### Stored data
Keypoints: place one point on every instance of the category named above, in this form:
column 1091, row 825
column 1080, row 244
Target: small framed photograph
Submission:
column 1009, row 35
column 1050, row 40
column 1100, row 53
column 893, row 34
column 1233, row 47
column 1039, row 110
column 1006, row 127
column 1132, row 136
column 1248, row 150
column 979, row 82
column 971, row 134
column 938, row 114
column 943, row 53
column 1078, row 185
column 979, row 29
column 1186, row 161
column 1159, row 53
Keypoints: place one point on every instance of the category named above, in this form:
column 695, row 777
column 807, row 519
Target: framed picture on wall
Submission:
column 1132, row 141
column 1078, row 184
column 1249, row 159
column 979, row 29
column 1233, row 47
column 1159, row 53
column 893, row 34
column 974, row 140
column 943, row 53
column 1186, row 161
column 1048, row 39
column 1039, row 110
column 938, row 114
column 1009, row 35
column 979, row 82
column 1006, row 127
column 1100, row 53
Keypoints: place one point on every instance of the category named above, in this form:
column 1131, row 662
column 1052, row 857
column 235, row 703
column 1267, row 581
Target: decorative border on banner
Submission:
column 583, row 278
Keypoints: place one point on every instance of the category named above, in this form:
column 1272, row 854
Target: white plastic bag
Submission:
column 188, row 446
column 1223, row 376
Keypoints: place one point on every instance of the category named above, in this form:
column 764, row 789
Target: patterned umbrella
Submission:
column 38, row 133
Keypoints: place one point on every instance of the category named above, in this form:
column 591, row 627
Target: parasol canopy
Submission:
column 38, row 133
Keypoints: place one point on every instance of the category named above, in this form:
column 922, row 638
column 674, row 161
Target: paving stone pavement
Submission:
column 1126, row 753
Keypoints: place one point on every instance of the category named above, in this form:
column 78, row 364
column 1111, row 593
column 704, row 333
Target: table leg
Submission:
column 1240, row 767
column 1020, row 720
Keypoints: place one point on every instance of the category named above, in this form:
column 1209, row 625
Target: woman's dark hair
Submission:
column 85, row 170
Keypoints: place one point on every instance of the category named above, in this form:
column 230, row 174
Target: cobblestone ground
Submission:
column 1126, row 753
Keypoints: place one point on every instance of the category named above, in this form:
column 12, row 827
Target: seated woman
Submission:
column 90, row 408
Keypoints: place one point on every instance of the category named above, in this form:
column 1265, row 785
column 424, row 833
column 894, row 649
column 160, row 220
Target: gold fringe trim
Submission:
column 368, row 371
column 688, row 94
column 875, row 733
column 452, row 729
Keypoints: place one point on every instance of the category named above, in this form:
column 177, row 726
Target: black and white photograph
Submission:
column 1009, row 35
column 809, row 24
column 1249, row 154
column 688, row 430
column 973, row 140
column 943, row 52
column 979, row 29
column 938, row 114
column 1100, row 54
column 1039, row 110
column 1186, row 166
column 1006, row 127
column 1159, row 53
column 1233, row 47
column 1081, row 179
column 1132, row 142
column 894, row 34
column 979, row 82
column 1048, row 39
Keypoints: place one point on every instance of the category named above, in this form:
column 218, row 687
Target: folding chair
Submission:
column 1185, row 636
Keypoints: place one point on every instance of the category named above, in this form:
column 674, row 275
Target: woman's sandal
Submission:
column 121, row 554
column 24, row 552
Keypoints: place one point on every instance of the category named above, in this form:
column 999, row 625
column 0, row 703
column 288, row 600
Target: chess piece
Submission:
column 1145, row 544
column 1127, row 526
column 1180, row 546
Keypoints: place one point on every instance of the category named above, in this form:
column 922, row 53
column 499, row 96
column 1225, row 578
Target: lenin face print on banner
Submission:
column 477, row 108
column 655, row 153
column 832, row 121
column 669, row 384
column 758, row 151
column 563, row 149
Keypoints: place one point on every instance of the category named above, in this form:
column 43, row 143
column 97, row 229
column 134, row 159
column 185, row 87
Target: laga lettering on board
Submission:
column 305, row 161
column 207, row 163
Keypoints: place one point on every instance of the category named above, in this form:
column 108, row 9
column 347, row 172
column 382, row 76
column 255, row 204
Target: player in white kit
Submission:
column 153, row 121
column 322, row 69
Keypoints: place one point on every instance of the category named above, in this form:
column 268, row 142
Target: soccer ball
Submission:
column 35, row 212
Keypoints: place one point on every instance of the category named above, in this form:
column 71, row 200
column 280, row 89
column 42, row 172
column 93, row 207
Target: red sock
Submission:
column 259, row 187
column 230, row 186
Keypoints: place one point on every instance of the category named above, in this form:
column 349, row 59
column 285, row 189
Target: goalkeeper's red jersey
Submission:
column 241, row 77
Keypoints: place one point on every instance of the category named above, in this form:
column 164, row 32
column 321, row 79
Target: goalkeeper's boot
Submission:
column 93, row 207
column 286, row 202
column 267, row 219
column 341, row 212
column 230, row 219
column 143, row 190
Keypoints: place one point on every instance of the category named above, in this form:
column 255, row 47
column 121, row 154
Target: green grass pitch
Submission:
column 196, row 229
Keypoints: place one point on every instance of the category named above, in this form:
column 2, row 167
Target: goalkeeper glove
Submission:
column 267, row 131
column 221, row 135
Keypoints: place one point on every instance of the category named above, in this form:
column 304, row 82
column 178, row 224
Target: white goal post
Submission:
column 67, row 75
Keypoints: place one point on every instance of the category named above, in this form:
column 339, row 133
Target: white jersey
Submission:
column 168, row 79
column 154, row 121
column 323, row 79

### TASK STATEMENT
What belongs in the answer is each line of the data that has the word "jersey".

### RESPONSE TO THIS EXERCISE
Target: goalkeeper's red jersey
Target: white jersey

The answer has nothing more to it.